■ Consegna A
Rispondi alle seguenti domande sulla recensione:
(i) In che anno e in quale città nacque Paolo Valera?
(ii) In quale zona di Milano si trasferisce Valera nel 1870?
(iii) Con quale nome Valera chiama la Milano nascosta e notturna?

■ Brano fornito
Narrativa recensioni Saggistica

Milano sconosciuta – Paolo Valera

Recensione a cura di Laura Pitzalis

Milano è stata trascinata nella pozzanghera di tutti i vizi!

Milano Sconosciuta” non è un romanzo, neppure un saggio. Direi più un reportage narrativo, una raccolta d’articoli di denuncia di stampo giornalistico.

La prostituzione è fra noi come tema proibito. In Francia, dove si è fatta la campagna per la libertà di scrivere, si può dire finita anche questa per la circolazione delle donne … Da noi l’esattezza descrittiva della prosa lievitata o geniale è considerata ancora una vergogna o un vizio o una speculazione oscena. Il cervello del magistrato involuto e cocciuto s’impenna davanti l’immondizia umana e dichiara che la pagina che si volge tutti i giorni sotto i suoi occhi è delitto d’invenzione personale

L’autore è il vulcanico Paolo Valera, che visse a cavallo tra il XIX e XX secolo. Nato il 18 gennaio 1850 a Como, da Paolo, venditore ambulante di fiammiferi, e Ambrosina Bianchi, cucitrice, trascorre i primi anni in estrema povertà. A sedici anni fugge per unirsi ai garibaldini e d’allora non conduce più una vita “regolare”.

Nel 1870 si trasferisce a Milano nelle case di via Terraggio, zona al tempo sottoproletaria. S’ingegna lavorando come facchino, imbianchino, magazziniere, rappresentante, impiegato al dazio comunale. Nelle pause di questi lavori, apprende il mestiere del giornalista e collabora , usando diversi pseudonimi, con periodici di stampo democratico, collezionando grazie alla sua “penna tagliente” diversi scandali e processi tanto da dover fuggire in esilio a Londra.

Gli articoli che realizza per queste riviste li riunisce insieme, dando vita a “Milano sconosciuta” che per la crudezza dei suoi racconti gli attira un processo per diffamazione.

Le sentenze non emendano alcuno. La ghigliottina non ha diminuito i sanguinari, come il carcere non ha corretto i delinquenti. La povertà e l’ubriachezza non sono scomparse per le minacce dei castighi prolungati. Ci sono. Rimangono. Le loro fornaci di coltivazione sono gli ambienti. Si è come si è e non come si vuole che si sia

La protagonista di quest’opera è Milano, ma non quella che, tra la Belle Époque e il primo dopoguerra, era da tutti conosciuta come la “capitale morale” d’Italia, la città virtuosa caratterizzata dallo sviluppo urbanistico e imprenditoriale. No, Valera ci racconta, con uno stile acceso ed eccessivo, la Milano “nascosta” e sconosciuta, quella che lui chiama “porcopoli”, la Milano notturna e dissoluta, nella quale si muove una moltitudine di spiantati, di reietti, di miserabili: artisti falliti, ruffiani, prostitute, omosessuali, piccola e grande criminalità. Ne testimonia l’orrore con una descrizione ricca e minuziosa, volendo denunciare con durezza le ingiustizie sociali e l’ipocrisia delle persone “per bene”, lucenti all’esterno ma deteriorate al loro interno.

■ Consegna B
Riporta ogni riga qui sotto in cui compare la parola "white".

■ Righe fornite

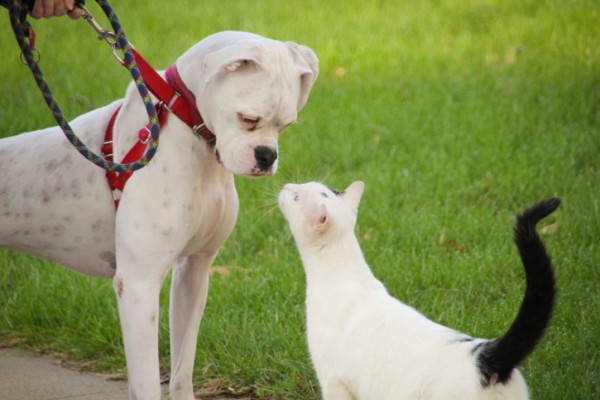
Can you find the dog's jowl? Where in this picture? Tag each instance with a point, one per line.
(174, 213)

...

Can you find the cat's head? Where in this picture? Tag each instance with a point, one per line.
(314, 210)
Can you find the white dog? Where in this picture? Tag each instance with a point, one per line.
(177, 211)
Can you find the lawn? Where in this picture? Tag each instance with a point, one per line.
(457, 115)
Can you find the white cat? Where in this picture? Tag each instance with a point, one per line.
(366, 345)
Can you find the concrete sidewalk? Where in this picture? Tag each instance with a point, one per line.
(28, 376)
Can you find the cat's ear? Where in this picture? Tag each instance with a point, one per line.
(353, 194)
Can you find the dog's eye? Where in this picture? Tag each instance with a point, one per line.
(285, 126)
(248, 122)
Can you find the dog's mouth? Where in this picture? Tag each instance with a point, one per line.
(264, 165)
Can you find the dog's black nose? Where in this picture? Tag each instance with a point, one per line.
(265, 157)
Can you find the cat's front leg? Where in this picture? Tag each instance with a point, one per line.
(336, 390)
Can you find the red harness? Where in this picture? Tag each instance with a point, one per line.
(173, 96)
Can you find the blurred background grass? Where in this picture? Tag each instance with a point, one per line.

■ Soluzione completa A
(i) Nel 1850, a Como.
(ii) Nelle case di via Terraggio, allora una zona sottoproletaria.
(iii) La chiama "porcopoli".

■ Soluzione completa B
Can you find the white dog? Where in this picture? Tag each instance with a point, one per line.
Can you find the white cat? Where in this picture? Tag each instance with a point, one per line.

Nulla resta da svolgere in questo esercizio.